**To do**
1. According to the forum thread about the Tacoma Retriever Club trial, where will the trial start on Friday?
2. Extend the forum thread about the Tacoma Retriever Club trial from the point where it stops.
━━━ Provided text
# Tacoma Retriever Club Trial



## yelm labs (Mar 18, 2004)

We will be starting at Bert Carlsons in Fall City on Friday. Saturday and Sunday we will be at Greenleafs. Good luck!


----------



## Happy Gilmore (Feb 29, 2008)

Not sure how well this shows up but, so much for calling it a "Spring Trial". It's dumping the white stuff. Makes time for another cup of coffee.. 











Guess it's better than flooding, for now.


----------



## Happy Gilmore (Feb 29, 2008)

Now it's starting to stick...


----------



## Happy Gilmore (Feb 29, 2008)

Went to the trial and a snowball fight broke out.... this isn't looking good. Should warm up soon but....water still has to go somewhere


----------



## Judy Myers (Feb 15, 2009)
━━━━━━
━━━ Provided material
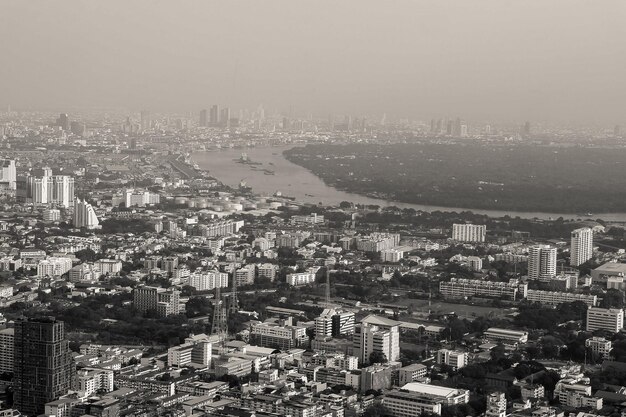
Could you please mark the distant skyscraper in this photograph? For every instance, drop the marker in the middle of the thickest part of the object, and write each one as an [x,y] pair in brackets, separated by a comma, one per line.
━━━━━━
━━━ Provided material
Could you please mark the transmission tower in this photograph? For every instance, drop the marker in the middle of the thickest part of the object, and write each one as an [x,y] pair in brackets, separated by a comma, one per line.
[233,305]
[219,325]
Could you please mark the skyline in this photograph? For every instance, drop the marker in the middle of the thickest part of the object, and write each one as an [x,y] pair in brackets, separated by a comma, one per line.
━━━━━━
━━━ Provided material
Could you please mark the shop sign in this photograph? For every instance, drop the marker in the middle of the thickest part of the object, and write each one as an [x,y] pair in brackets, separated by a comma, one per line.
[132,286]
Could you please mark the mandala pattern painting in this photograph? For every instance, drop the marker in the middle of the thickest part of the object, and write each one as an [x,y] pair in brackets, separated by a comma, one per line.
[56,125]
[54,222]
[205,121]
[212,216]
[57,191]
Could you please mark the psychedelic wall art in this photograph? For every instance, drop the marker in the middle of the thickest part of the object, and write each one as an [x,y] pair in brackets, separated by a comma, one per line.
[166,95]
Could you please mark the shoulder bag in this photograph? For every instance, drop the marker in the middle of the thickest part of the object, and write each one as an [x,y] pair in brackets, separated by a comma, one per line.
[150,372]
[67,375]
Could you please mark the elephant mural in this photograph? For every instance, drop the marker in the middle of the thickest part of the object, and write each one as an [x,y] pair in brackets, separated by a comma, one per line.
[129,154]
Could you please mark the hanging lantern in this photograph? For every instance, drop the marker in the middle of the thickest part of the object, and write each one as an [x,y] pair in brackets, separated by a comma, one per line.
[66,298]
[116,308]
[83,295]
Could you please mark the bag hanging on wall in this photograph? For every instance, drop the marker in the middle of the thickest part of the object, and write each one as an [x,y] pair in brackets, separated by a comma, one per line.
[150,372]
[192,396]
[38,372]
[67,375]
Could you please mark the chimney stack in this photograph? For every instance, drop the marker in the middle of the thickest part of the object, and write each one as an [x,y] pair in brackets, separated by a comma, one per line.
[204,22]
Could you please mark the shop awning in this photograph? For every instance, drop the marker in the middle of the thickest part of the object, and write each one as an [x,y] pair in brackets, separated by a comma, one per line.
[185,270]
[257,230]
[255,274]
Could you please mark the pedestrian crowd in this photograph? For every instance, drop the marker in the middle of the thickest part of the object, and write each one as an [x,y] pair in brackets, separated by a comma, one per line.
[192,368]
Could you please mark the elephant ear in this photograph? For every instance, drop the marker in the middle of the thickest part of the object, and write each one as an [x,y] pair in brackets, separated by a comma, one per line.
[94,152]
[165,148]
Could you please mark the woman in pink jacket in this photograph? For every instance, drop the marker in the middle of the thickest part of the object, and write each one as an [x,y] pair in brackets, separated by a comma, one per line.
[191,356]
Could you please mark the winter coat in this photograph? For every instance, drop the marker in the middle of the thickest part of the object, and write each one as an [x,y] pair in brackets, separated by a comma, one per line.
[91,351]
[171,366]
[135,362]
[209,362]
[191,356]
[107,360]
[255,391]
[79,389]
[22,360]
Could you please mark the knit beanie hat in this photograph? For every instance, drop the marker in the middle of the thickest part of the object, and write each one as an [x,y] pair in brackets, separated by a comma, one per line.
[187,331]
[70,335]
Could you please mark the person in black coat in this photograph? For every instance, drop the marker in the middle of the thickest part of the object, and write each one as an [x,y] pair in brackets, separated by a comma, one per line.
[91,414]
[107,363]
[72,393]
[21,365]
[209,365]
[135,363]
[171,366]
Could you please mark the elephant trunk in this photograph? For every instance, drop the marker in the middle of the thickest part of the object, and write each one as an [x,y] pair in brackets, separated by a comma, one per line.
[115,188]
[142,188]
━━━━━━
**Results by task**
1. At Bert Carlsons in Fall City.

2.
The first series of the Open started in a blanket of white stuff. First bird down is the short retired on the right thrown right to left from a depression up onto the top of a mound. Second down is the long retired in the middle thrown right to left from a brush pile. The flyer is on the left shot right to left in an open field. The line is above the field on top of a dike. The two retired marks are tight so that it's hard to know which gunner the dogs are looking at and also hard to prevent them from swinging to the flyer as the birds go down. If the dog blows by the short retired and picks up the long one, they aren't sure which bird they picked up. So far lots of hunting and some good work.


----------



## Judy Myers (Feb 15, 2009)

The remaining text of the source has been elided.